# Provided passage
++++++++++

Does South Africa still have room for the sunset clauses?

Thando Ntlemeza says apartheid patterns of economic ownership still endure (Dec 2011)


The arrival of Jan Van Riebeeck in 1652 marked the beginning of colonial settlement in South Africa. This was followed by complex battles and wars for their survival and dominance. While they fought among themselves at particular intervals, these colonial settlers fought bloody battles with African people who refused to allow dispossession of their treasured land and livestock without putting up a fight.

With the defeat of Bhambatha rebellion in 1906 which symbolized defeat of armed resistance that was waged by various African Kingdoms, African people became exposed and subjected to oppression, economic exploitation and suffering of unprecedented proportion.

While apartheid as an official policy gained prominence after the 1948 victory of the National Party, oppression and exploitation of the people long preceded de jure apartheid. This situation forced the oppressed people to engage in the struggle to liberate themselves from oppressive and exploitative colonial system. Their liberation struggle assumed different forms at different times.

After the merciless killings in Sharpeville and other areas on March 21, 1960, the oppressed people were convinced that prospects of negotiations and peaceful settlement of the South African question were non-existent. For them, it was no longer necessary to continue talking the language of peace and non-violence with the regime whose reply would be violent attacks on the unarmed people. This is the context within which Umkhonto we Sizwe was formed and engaged in the armed struggle.

However, resort to the armed struggle never changed the political character of the liberation struggle as Umkhonto we Sizwe was accountable to the political leadership of the ANC. Which shows that armed struggle was an instrument aimed at forcing the apartheid regime to the negotiation table because the ANC always believed in a political solution.

The ANC abandoned armed struggle when the apartheid regime was ready to negotiate a political solution for the South African question. However, some comrades argued at the time that elevation of negotiations reoriented the movement away from confrontation with the enemy to a search for common ground (1). This cannot be accepted because our revolutionary movement only resorted to the arms when the prospect of peaceful settlement vanished, while it was the failure of the arms that imposed the obligation on the apartheid regime to concede the need for the negotiations (2).

Apartheid economy

For many white South Africans, negotiations for a democratic South Africa were necessary as apartheid economy was on the brink of total collapse. For them, central in the negotiations would be a model of democracy that would guarantee retention of their economic privileges and dominance as captains of many industries going forward. How were these privileges and dominance acquired and developed?

The system of apartheid colonialism was deliberately and systematically designed and structured to create and sustain the apartheid economy through a stream of cheap labour for all the sectors of the apartheid economy. Africans and other black people were not only excluded from governance, but also from the main stream economic activities and structures of ideological influence. In this regard, Sam Nolutshungu states that:

Systematic exclusion from key economic positions, from effective political power and from major ideological structures and activities also reduces the class competences of the sections concerned, both technically and socially (3).

While the job reservation system reserved skilled jobs for white people, the system of Bantu Education was purposely designed to direct African people into unskilled jobs. This demonstrates that the apartheid political economy was one of white wealth and black poverty resulting from high structural unemployment of the black majority. Hence, Cosatu noted that:

while Africans make up 76% of the population, their share of income amounts to only 29% of the total. Whites, who make up less than 13% of population, take away 58.5% of total income (4).

++++++++++

# Extracted material
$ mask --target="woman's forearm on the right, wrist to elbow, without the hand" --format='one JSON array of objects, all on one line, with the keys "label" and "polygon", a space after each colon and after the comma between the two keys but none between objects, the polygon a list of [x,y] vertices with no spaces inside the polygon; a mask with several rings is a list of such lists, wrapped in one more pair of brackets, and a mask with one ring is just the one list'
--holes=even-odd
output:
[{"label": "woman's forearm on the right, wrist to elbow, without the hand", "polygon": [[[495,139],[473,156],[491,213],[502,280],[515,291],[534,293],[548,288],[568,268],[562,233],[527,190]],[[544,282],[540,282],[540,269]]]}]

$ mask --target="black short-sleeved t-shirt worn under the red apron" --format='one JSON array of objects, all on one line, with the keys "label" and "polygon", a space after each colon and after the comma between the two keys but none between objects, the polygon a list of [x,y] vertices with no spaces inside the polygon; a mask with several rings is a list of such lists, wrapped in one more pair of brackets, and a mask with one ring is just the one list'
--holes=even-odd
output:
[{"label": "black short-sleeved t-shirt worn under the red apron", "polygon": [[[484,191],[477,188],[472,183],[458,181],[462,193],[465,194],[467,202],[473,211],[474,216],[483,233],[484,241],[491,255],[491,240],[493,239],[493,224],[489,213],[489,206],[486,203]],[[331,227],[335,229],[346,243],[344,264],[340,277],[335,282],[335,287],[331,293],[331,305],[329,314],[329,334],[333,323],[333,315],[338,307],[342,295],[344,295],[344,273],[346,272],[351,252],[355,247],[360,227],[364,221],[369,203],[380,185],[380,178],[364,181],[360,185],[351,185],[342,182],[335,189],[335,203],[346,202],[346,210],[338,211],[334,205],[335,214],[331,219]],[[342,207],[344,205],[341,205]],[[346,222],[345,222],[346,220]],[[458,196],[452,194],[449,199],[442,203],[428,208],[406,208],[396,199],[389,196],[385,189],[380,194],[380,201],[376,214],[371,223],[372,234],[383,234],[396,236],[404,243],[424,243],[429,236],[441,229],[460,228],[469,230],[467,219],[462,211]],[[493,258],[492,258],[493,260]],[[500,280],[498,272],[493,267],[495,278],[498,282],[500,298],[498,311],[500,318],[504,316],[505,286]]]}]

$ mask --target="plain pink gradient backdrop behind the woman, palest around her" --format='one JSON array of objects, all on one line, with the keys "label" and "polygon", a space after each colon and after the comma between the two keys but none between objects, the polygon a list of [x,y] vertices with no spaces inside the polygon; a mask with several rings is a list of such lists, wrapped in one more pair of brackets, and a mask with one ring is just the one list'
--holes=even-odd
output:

++++++++++

# Task brief
Continue the essay on South Africa's sunset clauses, starting right after its last sentence.

# Output for this exercise
With the economic subjugation of the majority of South Africans and the imposition of inward-looking economic policies of the apartheid regime that included protectionist policies aimed at limiting the impact of economic sanctions on white business; the liberation movement was expected to enter negotiations for a democratic South Africa determined to fundamentally change racial and gender inequalities in our society.

In the main, our revolution purports to resolve racial and gender inequalities. Put differently, it "does not seek to eradicate capitalist relations of production in general", [but] ... the specific relations of production that underpinned the national and gender oppression and super-exploitation of the majority of South Africans".(5)

However, some within the liberation movement believe that national and gender contradictions cannot be completely addressed without fundamental reconstitution of class relations in society." (6) In other words, [they believe that] the goals of the national struggle cannot be realized without the locomotive of the class struggle." (7)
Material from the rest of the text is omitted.